-- Exercise material --
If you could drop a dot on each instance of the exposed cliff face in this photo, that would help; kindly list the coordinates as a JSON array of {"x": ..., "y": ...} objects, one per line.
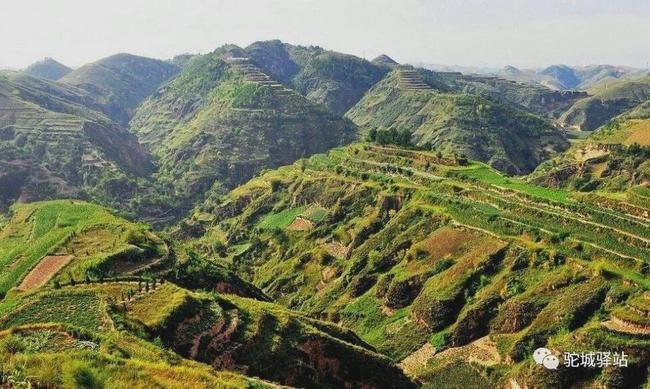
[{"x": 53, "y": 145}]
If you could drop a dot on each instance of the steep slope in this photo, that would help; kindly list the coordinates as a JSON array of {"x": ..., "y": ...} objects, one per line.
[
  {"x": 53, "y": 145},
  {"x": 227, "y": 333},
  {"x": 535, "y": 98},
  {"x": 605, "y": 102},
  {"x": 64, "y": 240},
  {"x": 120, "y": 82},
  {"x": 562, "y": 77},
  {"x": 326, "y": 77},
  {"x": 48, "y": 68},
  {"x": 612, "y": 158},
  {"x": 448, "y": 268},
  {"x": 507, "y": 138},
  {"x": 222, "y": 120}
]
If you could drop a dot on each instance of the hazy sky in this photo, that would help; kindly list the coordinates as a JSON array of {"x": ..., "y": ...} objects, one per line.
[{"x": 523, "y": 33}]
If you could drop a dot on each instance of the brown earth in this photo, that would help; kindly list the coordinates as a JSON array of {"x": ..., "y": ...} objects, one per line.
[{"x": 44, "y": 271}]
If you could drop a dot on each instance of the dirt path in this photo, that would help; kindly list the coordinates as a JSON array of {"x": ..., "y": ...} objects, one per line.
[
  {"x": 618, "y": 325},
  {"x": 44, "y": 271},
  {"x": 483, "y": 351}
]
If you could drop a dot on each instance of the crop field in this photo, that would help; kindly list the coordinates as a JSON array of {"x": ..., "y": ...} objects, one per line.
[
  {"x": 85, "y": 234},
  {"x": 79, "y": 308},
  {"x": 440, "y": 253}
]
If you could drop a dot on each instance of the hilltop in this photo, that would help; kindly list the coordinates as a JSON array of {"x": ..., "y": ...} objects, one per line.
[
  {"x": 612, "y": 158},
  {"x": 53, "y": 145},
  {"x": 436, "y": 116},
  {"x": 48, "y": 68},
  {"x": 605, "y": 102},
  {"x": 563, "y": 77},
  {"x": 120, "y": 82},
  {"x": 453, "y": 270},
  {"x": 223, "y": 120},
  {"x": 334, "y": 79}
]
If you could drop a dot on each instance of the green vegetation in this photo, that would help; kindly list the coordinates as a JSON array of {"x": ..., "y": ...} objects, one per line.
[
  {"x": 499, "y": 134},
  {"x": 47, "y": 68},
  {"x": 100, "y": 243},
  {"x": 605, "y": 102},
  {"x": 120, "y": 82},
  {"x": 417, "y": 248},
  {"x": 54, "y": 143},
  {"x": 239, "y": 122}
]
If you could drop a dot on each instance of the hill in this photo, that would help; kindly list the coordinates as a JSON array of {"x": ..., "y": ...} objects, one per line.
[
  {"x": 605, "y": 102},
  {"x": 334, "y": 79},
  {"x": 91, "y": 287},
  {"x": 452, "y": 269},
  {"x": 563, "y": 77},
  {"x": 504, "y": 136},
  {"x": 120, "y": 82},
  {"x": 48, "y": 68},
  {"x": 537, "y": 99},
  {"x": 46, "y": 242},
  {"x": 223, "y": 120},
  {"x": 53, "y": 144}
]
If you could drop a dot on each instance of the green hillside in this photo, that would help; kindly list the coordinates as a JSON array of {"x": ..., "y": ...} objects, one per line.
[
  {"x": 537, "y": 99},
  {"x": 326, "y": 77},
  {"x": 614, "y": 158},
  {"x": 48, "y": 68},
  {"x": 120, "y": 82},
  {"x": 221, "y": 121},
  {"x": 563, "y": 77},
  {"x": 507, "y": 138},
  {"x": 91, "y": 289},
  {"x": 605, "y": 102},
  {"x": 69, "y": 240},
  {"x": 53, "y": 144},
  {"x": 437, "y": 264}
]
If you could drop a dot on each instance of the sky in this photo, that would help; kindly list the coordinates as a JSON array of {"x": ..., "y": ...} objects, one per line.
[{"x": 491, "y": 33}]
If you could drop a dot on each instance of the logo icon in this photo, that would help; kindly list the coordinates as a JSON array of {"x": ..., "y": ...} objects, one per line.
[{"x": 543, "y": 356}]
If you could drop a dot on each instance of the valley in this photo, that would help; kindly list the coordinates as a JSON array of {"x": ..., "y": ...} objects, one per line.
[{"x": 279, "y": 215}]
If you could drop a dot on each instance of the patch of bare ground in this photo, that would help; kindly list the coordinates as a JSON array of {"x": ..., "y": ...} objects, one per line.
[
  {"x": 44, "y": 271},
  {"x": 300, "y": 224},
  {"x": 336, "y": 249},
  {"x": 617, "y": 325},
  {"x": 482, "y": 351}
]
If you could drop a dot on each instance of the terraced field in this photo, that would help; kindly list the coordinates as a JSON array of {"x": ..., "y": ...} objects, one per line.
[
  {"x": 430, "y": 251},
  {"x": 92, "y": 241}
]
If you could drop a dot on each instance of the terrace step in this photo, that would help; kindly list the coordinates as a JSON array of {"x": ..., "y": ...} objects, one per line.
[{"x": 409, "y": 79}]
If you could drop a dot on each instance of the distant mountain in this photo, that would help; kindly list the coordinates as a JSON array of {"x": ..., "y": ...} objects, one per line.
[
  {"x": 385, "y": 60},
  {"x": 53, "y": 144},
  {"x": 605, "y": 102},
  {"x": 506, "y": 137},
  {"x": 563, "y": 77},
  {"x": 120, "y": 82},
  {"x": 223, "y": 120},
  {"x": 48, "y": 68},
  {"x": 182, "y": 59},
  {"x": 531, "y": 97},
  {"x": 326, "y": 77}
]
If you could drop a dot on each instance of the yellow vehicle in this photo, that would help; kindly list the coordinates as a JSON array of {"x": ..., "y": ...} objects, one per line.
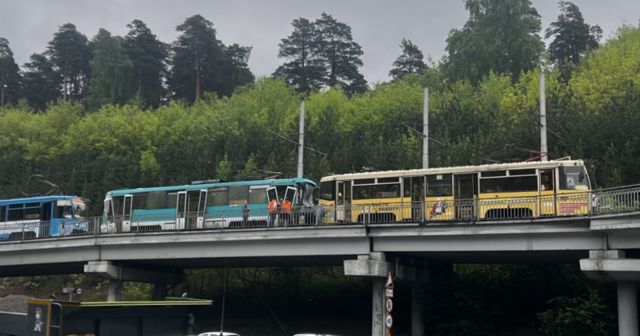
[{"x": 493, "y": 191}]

-- Work order --
Exact duplicates of all the entries are required, and no image may appear in them.

-- Output for this task --
If you could drop a dot on each instance of the exposed cliff face in this photo, that would help; kindly list the coordinates as a JSON array of {"x": ..., "y": ...} objects, one per line.
[{"x": 53, "y": 145}]
If you could drop a dot on each instance of the steep slope in this photo, that would help; kindly list the coordinates as a JSON array of {"x": ..., "y": ...} objects, one per line.
[
  {"x": 53, "y": 145},
  {"x": 227, "y": 333},
  {"x": 535, "y": 98},
  {"x": 605, "y": 102},
  {"x": 64, "y": 240},
  {"x": 120, "y": 82},
  {"x": 562, "y": 77},
  {"x": 326, "y": 77},
  {"x": 48, "y": 68},
  {"x": 612, "y": 158},
  {"x": 448, "y": 268},
  {"x": 507, "y": 138},
  {"x": 222, "y": 120}
]
If you could drop a dot on each instance of the hazy sky in this photo, that would help; kindly list the coordinates as a JSON array of {"x": ..., "y": ...} objects, one per line.
[{"x": 523, "y": 33}]
If you could drop a dot on each instance of the brown earth in this photo, that would help; kindly list the coordinates as a JSON array of {"x": ..., "y": ...} objects, one per line.
[{"x": 44, "y": 271}]
If you could drop a dot on each instance of the dirt path in this photo, that would help; kindly list the coordinates as a JSON array of {"x": ..., "y": ...} objects, one per line.
[
  {"x": 618, "y": 325},
  {"x": 44, "y": 271},
  {"x": 483, "y": 351}
]
If you could drop a dot on each instance of the crop field in this photo, that would help; kindly list the coordinates as a JSON array of {"x": ..., "y": ...} objects, one per line.
[
  {"x": 85, "y": 234},
  {"x": 79, "y": 308},
  {"x": 440, "y": 253}
]
If you could drop a dot on each instance of the hilltop in this photo, that would help; kindly list the coordinates as a JSON array of {"x": ..., "y": ...} objects, one per line.
[
  {"x": 612, "y": 158},
  {"x": 53, "y": 145},
  {"x": 436, "y": 116},
  {"x": 48, "y": 68},
  {"x": 605, "y": 102},
  {"x": 563, "y": 77},
  {"x": 120, "y": 82},
  {"x": 453, "y": 270},
  {"x": 223, "y": 120},
  {"x": 334, "y": 79}
]
If you could drop a dot on each instance of the green vegetation in this photo, that would help; kindly list the coordinates as a JSON array of {"x": ..., "y": ...} objects, one per line.
[
  {"x": 499, "y": 134},
  {"x": 47, "y": 68},
  {"x": 100, "y": 243},
  {"x": 605, "y": 102},
  {"x": 120, "y": 82},
  {"x": 417, "y": 248},
  {"x": 54, "y": 143},
  {"x": 239, "y": 122}
]
If you could drop a dot on each instance of the hill in this photo, that would help; kindly list the coordinates as a JSON array of {"x": ..., "y": ...} objects, one per line.
[
  {"x": 605, "y": 102},
  {"x": 334, "y": 79},
  {"x": 91, "y": 287},
  {"x": 452, "y": 269},
  {"x": 563, "y": 77},
  {"x": 504, "y": 136},
  {"x": 120, "y": 82},
  {"x": 48, "y": 68},
  {"x": 537, "y": 99},
  {"x": 46, "y": 242},
  {"x": 223, "y": 120},
  {"x": 53, "y": 144}
]
If you could drop a dot on each instance of the green hillside in this photo, that would help; kindly list the coordinates as a JSON array of {"x": ..., "y": ...} objects, one per line.
[
  {"x": 537, "y": 99},
  {"x": 326, "y": 77},
  {"x": 614, "y": 158},
  {"x": 48, "y": 68},
  {"x": 120, "y": 82},
  {"x": 221, "y": 121},
  {"x": 563, "y": 77},
  {"x": 507, "y": 138},
  {"x": 91, "y": 289},
  {"x": 605, "y": 102},
  {"x": 69, "y": 240},
  {"x": 53, "y": 144},
  {"x": 437, "y": 264}
]
If you could drop a dot on each instance of the sky in this photo, that would help; kindly list the coordinates as a JSON array of {"x": ..., "y": ...} objects, one per line.
[{"x": 491, "y": 33}]
If you could drop a dot on each instance of the logo icon in this photo, that would help; kindly list the coordinates as a JSON array of {"x": ..., "y": ...} objects, one per line.
[{"x": 543, "y": 356}]
If you could drop a dot on each instance of the valley in this photo, that would help; kindly list the coordinates as a JSON array of {"x": ..., "y": ...} objects, one per line.
[{"x": 279, "y": 215}]
If you could drop a dot on each instance of the patch of bare ground in this photo, that would help; kindly list the coordinates as a JSON array of {"x": ..., "y": ...} objects, one per line.
[
  {"x": 44, "y": 271},
  {"x": 300, "y": 224},
  {"x": 336, "y": 249},
  {"x": 617, "y": 325},
  {"x": 482, "y": 351}
]
If you could drop a dot on each instance of the terraced field in this photo, that would help; kindly list the coordinates as a JSON array of {"x": ..., "y": ...} objects, one per line.
[
  {"x": 430, "y": 251},
  {"x": 92, "y": 241}
]
If you could drop a dot on each instance of the terrace step in this photo, that would help; kindly list the coordinates as a JSON array of {"x": ..., "y": ...} objects, one per line.
[{"x": 409, "y": 79}]
If you could drop a dot on each instance of the distant mountain in this photo, that would help; kindly list the coordinates as a JSON array of {"x": ..., "y": ...} objects, one per line.
[
  {"x": 385, "y": 60},
  {"x": 53, "y": 144},
  {"x": 605, "y": 102},
  {"x": 506, "y": 137},
  {"x": 563, "y": 77},
  {"x": 120, "y": 82},
  {"x": 223, "y": 120},
  {"x": 48, "y": 68},
  {"x": 182, "y": 59},
  {"x": 531, "y": 97},
  {"x": 326, "y": 77}
]
If you could drop a dot on each instance of the yellow vehicle in this photo, that would help; kindly list the coordinates as a JSON array of {"x": ..., "y": ...} objects, one per line.
[{"x": 493, "y": 191}]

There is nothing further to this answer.